* START *
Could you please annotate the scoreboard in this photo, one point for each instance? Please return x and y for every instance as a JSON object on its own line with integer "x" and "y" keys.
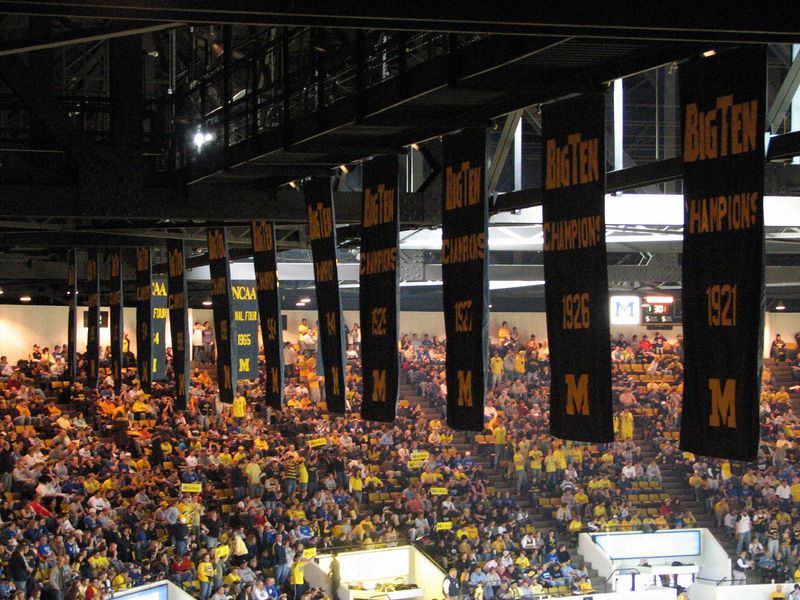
{"x": 660, "y": 310}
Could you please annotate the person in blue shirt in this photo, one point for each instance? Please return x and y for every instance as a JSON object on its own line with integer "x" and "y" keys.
{"x": 45, "y": 552}
{"x": 305, "y": 531}
{"x": 272, "y": 589}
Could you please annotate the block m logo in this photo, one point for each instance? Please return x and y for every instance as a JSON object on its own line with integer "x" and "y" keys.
{"x": 723, "y": 403}
{"x": 578, "y": 395}
{"x": 379, "y": 385}
{"x": 465, "y": 388}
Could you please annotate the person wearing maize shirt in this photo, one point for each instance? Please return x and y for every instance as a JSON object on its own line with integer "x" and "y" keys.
{"x": 205, "y": 574}
{"x": 238, "y": 409}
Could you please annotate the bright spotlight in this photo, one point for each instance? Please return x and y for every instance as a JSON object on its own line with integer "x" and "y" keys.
{"x": 201, "y": 138}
* END *
### [TASK REQUIREMENTS]
Please update the records above by replacing every "annotate" with "mark" and keeping everything else the same. Leave the pictures out of the answer.

### [FULL RESPONSE]
Could you please mark the scoreboard in this photo, one point for each instance? Please return x and y for every instance as a JSON object on its own line with integer "x" and "y" keys.
{"x": 660, "y": 310}
Could you please mark the person in blue shirt in this photo, one point for each instance? Please return x and y for every instance as a JSON object on its own line with integer "x" and "y" keys.
{"x": 45, "y": 552}
{"x": 305, "y": 531}
{"x": 272, "y": 589}
Could you please mark the block m logo in this photo, one point for each instance? Please return x and y for every instance as a JSON object on its own line with integer "x" and "y" keys.
{"x": 723, "y": 403}
{"x": 578, "y": 395}
{"x": 379, "y": 385}
{"x": 465, "y": 388}
Could you please mark the person wearing maize shirt in this photo, one point for each instance? Please return x and y for every instance as a JSON object on its own line with integer "x" and "y" keys.
{"x": 205, "y": 574}
{"x": 238, "y": 409}
Could you please mark the bright spotlight in this photo, one point for each instance? Please return x and y for every instance as a JSON object on its own line with integer "x" and "y" keys.
{"x": 201, "y": 138}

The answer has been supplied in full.